TASK SET:
#1 In the motherhood post, what did Alexis hold in her hand when she stood in front of the couch?
#2 Write what comes next in the motherhood post, picking up after its last sentence.

TEXT EXCERPT:
== Segment start ==
When I had my twins - 15 years ago - I think I was a pretty good mother.
I think I was like most new mothers, in that I did everything by the book. I kept them on a schedule, I burped them after each feeding, I gave them a bath nearly every single day, I put shoes and socks on their feet, I brushed their hair and put lovely pony-tails on the sides of their heads. I was a good mom.
The more kids I began to have, the farther and farther I began to stray from the "model mother" persona that I once resembled. Actually, it probably began to fade long before I actually gave birth to my son. The beginning of the downward spiral was - oh ... probably after about the first year after my twins were born.
So ... that means - if am going to be honest - that I have been a less than "model mother" for at least 15 years - giving myself credit for being exceptional for merely one year!
Yep - that sounds about right.
I have been very aware of this failing for many, many years. It bothers me, of course, and I often try to do better - but, I am just a mediocre mom in most regards. I yell - far too much! I complain - far too much! I set very high expectations - way too much! On some things - like school - I think I am pretty successful as a mother. And, in raising some pretty fun, loving and socially adept children - I have done well. But ... there are certainly some areas that I am miserable at and have failed pathetically. I am a mediocre mom. I know all this.
Yesterday, Alexis came over to where I was sitting on the couch and stood in front of me.
In her hand she held a banana.
I watched as she began eating this banana.
Suddenly ... I saw ... as she folded down the peel, the nastiest bruise on the side of the banana.
In my mind I thought, "Is she going to keep eating that yucky, bruised banana?"
== Segment end ==
MATERIAL PROVIDED:
== Segment start ==
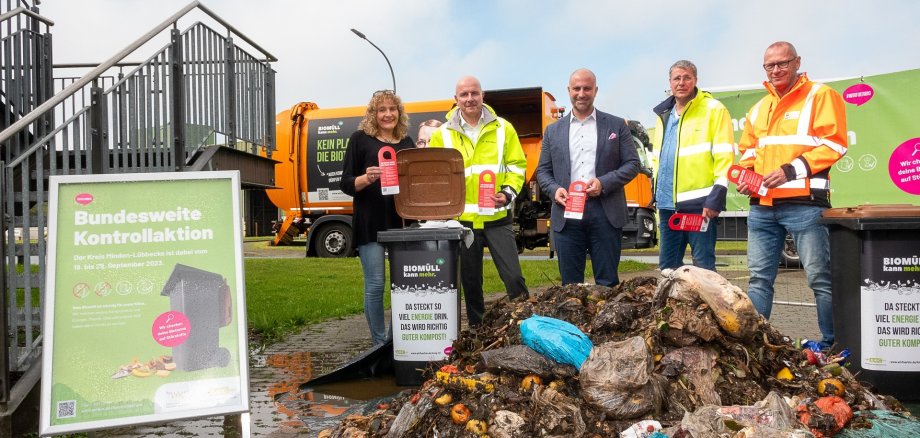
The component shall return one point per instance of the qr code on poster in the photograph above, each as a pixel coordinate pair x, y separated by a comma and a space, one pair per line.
67, 409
== Segment end ==
TASK-BY-TASK ANSWERS:
#1 A banana.

#2
She took another bite.
In my mind I thought, as I squinted my eyes and my stomach turned a flip, "Is she going to eat that yucky part of that banana?"
She took yet another bite.
In my mind I thought, "Should I tell her? Should I tell her?" and then I watched, through squinted eyelids (because I couldn't watch out-right or I felt like I surly might throw up), as she took a big bite - eating the yucky bruised part of the banana.
She stood in front of me and ate the whole banana - yucky, squishy, bruised parts and all.
I let her.
I never said a word.
I debated about telling her, but thought, "It won't kill her. If she likes the taste and the texture doesn't bother her - let her eat it. I wouldn't eat it, but it won't kill her. It shouldn't do anything to her, other than encourage astonishment from others if she ever does it around anyone outside of our house. That's okay - my sister has been known to eat boiled shrimp - shells and all (blech!) - Alexis will fit right in - as long as she always sits next to my sister. "
Being as Alexis is the 4th child - it occurred to me - while I watched her eat this banana - that I would have had a hard time eating - that I have never told that child about rotten fruit. Either that - or she chose to ignore this lesson and has decided to distinguish between those things she will eat and won't eat, on her own. I prefer to believe the latter.
This is just an example of how my mothering skills have seriously deteriorated over the years. Somewhere along the way, I stopped teaching the lesson about rotten fruit.
I'm certain there are many other lessons that I have failed to teach Alexis that I probably taught my first born children - because she is at the tail-end of our line of children and also because she has been stuck with me as her mother (*sigh*).
I hope she survives.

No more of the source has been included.